• Problem
Which lines in the entries below contain the word "headlight"? Return each of those lines in full.

____

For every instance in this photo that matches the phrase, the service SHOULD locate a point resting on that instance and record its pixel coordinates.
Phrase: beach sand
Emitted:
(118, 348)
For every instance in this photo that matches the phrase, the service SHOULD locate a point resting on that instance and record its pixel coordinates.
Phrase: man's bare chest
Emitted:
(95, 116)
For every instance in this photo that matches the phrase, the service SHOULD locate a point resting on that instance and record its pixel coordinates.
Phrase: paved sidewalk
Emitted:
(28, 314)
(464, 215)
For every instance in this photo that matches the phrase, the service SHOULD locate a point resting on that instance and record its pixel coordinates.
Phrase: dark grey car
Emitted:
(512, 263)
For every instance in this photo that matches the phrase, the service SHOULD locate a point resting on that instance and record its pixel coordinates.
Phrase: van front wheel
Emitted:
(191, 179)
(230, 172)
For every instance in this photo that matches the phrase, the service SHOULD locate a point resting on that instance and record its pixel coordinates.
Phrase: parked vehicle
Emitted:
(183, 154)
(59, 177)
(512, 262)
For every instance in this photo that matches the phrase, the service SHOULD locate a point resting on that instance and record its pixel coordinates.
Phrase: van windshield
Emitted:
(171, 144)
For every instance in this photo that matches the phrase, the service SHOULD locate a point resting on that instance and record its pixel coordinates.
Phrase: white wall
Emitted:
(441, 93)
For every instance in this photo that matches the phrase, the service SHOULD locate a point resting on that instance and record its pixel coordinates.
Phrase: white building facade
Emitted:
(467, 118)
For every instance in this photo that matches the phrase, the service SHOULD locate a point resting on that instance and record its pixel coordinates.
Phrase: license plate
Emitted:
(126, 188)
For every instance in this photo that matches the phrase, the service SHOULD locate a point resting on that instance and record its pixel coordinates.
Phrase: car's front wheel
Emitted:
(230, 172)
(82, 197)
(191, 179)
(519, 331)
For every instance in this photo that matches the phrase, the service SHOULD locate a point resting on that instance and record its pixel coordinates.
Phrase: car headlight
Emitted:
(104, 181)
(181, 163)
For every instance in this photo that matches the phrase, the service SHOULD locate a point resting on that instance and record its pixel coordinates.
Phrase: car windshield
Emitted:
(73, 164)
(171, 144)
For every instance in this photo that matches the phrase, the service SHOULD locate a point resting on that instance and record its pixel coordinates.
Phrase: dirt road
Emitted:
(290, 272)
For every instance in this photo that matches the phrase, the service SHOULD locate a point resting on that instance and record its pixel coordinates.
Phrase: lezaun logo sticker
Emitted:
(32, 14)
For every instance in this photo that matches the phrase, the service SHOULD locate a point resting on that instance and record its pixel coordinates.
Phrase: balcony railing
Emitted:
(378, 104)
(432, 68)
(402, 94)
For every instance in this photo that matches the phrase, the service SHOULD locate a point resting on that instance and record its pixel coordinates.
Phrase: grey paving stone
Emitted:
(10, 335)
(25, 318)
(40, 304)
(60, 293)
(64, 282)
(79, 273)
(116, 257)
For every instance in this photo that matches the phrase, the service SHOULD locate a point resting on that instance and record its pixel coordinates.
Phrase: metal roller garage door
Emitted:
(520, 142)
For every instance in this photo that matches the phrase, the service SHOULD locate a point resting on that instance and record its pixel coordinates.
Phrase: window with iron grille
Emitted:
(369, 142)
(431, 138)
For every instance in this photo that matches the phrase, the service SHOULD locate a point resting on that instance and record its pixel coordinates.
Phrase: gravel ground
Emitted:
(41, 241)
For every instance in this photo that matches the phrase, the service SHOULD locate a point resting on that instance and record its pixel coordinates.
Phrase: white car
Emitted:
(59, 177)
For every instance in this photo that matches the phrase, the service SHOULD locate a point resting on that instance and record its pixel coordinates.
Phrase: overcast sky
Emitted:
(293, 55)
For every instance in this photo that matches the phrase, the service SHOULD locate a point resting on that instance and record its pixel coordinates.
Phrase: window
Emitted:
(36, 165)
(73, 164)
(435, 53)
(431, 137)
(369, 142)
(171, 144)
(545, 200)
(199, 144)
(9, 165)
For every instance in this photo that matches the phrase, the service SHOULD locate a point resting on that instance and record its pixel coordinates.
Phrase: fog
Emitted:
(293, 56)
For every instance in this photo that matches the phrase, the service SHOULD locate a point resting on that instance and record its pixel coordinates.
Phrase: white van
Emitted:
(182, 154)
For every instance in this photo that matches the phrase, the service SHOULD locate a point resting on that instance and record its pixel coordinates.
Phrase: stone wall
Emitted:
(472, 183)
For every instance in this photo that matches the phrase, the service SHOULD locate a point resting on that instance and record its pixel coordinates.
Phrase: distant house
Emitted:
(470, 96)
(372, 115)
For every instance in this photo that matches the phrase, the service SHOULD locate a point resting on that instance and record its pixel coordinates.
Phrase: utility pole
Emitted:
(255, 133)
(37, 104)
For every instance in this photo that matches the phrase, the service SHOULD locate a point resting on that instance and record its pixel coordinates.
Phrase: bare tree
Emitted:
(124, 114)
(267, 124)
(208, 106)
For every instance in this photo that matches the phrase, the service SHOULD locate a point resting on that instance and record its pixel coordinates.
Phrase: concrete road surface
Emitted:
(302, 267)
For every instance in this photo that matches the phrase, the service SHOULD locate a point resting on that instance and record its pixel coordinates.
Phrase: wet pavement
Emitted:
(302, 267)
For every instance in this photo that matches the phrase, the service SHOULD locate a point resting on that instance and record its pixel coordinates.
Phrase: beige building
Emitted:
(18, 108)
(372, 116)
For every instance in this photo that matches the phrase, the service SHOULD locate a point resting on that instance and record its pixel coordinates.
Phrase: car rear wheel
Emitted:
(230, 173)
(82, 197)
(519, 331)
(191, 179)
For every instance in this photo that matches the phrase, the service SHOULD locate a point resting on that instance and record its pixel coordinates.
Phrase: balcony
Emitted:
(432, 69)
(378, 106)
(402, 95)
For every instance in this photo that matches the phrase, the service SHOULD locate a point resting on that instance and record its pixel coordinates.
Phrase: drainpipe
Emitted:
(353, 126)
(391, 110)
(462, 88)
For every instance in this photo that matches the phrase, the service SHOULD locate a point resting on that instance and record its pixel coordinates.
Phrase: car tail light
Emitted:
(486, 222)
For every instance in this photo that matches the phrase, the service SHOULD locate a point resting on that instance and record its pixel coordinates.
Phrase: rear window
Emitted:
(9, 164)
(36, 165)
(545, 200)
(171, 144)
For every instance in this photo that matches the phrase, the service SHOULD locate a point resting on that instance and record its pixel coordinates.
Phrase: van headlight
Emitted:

____

• Written solution
Phrase: car headlight
Phrase: van headlight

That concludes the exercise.